** Required work **
Please give back only the lines below from the one containing "Find: recessed ceiling light" to the one containing "Find: kitchen island", each repeated word for word, both ends included.
****************************************
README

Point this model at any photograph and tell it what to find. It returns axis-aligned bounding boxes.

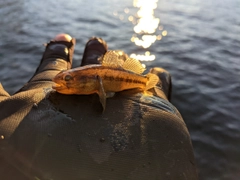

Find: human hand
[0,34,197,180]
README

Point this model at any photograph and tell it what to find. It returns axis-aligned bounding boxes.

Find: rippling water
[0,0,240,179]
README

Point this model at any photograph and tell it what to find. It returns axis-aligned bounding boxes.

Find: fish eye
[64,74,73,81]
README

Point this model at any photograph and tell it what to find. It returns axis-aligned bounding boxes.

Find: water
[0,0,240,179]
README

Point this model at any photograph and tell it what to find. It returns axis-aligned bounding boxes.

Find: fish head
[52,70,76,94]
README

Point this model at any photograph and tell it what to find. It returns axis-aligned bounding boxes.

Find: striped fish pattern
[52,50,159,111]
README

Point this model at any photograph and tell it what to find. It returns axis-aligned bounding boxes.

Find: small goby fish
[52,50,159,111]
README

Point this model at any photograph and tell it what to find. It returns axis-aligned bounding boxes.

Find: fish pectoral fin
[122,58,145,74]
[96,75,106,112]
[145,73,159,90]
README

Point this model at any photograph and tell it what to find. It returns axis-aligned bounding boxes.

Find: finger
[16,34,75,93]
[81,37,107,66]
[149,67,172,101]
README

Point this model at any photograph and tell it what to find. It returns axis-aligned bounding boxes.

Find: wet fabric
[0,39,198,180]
****************************************
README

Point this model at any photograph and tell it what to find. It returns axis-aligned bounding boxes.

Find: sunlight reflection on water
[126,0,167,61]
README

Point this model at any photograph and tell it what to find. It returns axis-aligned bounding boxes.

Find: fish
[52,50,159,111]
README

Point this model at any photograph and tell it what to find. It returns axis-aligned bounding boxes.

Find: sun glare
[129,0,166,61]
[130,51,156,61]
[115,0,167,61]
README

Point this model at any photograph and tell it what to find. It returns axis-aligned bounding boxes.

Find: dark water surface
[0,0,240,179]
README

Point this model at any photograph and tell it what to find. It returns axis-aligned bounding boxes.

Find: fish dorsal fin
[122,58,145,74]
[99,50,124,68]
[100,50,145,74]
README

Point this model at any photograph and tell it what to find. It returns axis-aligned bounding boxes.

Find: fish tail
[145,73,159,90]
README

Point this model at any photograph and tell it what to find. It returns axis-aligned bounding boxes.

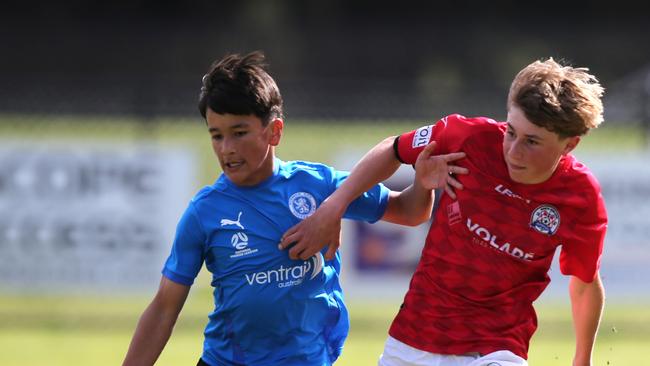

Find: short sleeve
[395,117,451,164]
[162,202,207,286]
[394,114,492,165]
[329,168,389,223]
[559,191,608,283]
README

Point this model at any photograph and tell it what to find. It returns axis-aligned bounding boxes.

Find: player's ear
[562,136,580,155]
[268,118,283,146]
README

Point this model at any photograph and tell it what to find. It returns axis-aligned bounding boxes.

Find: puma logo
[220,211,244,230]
****************************************
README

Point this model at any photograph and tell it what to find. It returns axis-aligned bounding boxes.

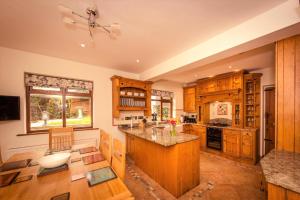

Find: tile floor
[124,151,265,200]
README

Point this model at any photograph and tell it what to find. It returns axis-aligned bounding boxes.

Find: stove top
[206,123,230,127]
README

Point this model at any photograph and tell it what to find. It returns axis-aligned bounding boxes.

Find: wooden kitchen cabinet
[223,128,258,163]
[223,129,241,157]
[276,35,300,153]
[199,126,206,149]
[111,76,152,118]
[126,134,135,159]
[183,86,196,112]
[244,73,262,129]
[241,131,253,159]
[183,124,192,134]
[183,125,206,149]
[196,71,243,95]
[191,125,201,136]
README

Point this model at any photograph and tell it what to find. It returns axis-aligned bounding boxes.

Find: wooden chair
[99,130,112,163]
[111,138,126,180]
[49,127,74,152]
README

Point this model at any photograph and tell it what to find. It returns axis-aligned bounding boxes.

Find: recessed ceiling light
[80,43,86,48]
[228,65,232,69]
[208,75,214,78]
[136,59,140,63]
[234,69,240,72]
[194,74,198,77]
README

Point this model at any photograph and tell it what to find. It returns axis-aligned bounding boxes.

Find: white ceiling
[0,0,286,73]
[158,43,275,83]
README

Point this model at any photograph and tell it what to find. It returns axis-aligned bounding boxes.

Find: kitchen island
****************************************
** Response below **
Find: recessed ceiling light
[80,43,86,48]
[228,65,232,69]
[208,75,214,78]
[136,59,140,63]
[234,69,240,72]
[194,74,198,77]
README

Point this model at any photograph and tell it what to find. It returns axis-aligned bounding boxes.

Find: white ceiling
[0,0,286,73]
[158,43,275,83]
README

Point this model at any photograph and tell it what to find. It returns axis-aligned bounding boxes.

Find: kitchen island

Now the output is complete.